- **Required work**:
Pull out the lines of the listing from its first line through the line containing "rough mask: <svg", inclusive, and reproduce them without any changes.

##### Dataset entries

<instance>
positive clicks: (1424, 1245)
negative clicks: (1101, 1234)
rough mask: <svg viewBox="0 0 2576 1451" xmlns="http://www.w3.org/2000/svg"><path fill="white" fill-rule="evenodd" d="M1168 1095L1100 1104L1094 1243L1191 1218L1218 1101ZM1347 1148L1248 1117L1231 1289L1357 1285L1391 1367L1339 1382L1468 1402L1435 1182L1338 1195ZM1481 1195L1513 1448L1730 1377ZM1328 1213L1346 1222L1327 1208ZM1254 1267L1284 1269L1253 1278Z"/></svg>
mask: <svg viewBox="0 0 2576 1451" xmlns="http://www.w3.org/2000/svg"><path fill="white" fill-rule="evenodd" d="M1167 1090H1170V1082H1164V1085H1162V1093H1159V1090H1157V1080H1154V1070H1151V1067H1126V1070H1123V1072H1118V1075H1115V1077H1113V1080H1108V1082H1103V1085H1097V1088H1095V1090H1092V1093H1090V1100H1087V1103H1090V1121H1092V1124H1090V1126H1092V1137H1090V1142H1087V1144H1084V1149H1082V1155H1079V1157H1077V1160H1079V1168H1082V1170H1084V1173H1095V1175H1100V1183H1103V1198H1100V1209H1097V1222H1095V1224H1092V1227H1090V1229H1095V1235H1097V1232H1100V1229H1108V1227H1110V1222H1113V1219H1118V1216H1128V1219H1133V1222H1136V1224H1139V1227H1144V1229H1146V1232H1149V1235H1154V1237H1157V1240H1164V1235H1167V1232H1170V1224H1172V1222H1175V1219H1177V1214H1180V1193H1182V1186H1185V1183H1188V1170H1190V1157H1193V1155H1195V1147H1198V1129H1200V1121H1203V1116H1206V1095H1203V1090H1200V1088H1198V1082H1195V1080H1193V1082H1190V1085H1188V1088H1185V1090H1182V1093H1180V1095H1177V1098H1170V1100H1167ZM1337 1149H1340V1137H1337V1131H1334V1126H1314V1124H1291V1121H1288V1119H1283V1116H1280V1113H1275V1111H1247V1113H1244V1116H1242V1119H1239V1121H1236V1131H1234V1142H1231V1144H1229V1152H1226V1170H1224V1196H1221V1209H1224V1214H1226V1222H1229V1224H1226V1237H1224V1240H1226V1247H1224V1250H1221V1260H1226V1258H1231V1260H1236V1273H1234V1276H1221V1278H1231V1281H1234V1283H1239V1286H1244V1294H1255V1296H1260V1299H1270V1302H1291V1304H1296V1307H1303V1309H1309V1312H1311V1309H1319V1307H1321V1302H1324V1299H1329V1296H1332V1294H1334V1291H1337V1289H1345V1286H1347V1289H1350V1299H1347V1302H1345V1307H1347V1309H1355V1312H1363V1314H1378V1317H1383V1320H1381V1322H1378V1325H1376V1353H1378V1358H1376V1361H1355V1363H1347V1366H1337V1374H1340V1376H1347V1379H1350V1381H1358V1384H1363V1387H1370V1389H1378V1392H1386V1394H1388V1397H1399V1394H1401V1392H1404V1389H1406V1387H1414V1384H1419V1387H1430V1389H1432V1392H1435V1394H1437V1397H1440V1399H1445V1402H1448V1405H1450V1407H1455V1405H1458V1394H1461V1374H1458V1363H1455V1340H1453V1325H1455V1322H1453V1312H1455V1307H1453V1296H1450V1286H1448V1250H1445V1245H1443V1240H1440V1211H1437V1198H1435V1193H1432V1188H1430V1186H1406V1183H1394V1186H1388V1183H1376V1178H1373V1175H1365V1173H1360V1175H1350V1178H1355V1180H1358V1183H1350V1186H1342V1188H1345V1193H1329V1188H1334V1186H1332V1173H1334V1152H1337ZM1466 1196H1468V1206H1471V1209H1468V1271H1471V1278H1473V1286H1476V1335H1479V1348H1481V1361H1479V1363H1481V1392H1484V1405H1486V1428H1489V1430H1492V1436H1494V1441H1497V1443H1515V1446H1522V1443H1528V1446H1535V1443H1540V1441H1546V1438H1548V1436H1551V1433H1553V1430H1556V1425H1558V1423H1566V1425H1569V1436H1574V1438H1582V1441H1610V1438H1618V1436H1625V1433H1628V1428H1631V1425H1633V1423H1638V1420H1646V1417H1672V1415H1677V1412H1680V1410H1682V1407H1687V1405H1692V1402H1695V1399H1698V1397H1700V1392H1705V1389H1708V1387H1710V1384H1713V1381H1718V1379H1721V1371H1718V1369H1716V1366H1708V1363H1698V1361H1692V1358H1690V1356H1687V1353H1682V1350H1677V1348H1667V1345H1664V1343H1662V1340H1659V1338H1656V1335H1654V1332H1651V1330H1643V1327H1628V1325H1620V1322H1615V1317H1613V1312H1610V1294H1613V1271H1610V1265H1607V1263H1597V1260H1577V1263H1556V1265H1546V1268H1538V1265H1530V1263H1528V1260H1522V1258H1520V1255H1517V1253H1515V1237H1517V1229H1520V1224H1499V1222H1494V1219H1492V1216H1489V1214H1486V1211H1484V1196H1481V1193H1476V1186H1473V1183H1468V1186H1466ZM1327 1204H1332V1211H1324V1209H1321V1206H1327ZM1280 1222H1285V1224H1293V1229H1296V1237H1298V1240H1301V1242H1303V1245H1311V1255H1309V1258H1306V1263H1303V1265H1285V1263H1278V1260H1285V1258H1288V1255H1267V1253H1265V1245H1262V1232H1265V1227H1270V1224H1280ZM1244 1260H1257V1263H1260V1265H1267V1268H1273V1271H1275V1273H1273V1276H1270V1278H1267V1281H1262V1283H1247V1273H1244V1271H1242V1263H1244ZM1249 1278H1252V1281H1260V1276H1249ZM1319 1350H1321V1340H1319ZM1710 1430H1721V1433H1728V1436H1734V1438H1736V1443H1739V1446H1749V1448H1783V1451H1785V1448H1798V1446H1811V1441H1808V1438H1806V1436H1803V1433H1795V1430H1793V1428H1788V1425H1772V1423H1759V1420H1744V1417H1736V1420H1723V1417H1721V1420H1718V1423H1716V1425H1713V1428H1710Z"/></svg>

##########

- **Completed task**:
<instance>
positive clicks: (1424, 1245)
negative clicks: (1101, 1234)
rough mask: <svg viewBox="0 0 2576 1451" xmlns="http://www.w3.org/2000/svg"><path fill="white" fill-rule="evenodd" d="M1168 1095L1100 1104L1094 1243L1191 1218L1218 1101ZM1347 1148L1248 1117L1231 1289L1357 1285L1391 1367L1339 1382L1468 1402L1435 1182L1338 1195ZM1481 1195L1513 1448L1730 1377ZM1328 1213L1346 1222L1327 1208ZM1254 1267L1284 1269L1253 1278Z"/></svg>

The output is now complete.